** WHAT TO DO **
Extract each line of the records below that contains the word "vinyl".

### AVAILABLE DATA ###

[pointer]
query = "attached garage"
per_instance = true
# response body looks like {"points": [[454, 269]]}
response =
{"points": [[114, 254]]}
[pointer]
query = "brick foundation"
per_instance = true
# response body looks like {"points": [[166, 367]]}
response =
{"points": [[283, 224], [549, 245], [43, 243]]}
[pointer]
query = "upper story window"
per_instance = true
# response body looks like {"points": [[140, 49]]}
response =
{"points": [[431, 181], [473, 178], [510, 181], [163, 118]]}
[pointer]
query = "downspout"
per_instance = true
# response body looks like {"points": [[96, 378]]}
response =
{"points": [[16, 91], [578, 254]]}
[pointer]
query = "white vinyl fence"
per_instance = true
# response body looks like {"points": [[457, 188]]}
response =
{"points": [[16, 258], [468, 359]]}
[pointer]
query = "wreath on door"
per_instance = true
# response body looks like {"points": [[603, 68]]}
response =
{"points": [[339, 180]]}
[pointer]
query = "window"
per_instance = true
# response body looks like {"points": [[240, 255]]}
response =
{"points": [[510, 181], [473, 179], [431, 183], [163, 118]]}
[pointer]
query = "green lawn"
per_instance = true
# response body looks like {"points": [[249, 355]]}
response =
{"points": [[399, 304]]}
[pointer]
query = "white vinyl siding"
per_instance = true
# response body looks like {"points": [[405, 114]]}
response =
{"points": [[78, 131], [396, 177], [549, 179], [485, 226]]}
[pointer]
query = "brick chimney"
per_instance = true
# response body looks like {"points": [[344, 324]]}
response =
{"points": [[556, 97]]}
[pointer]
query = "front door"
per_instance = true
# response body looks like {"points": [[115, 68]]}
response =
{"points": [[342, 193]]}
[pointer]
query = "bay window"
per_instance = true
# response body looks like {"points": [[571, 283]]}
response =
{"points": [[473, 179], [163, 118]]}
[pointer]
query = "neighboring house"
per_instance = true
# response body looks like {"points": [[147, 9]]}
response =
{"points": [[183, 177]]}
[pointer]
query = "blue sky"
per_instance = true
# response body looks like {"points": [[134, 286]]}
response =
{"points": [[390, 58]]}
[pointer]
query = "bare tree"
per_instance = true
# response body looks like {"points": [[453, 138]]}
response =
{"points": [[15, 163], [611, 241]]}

###
### AVAILABLE DATA ###

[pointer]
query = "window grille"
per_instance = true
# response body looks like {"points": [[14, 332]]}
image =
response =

###
### AVAILABLE DATA ###

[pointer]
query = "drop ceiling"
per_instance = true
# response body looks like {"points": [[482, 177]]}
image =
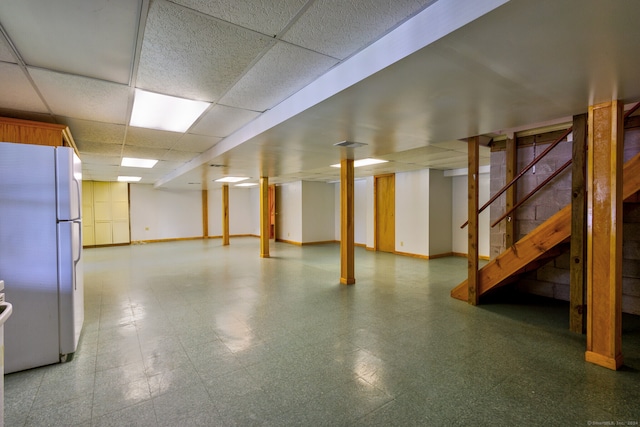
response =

###

** TASK SOLUTION **
query = "white vinyl fence"
query = "white vinyl siding"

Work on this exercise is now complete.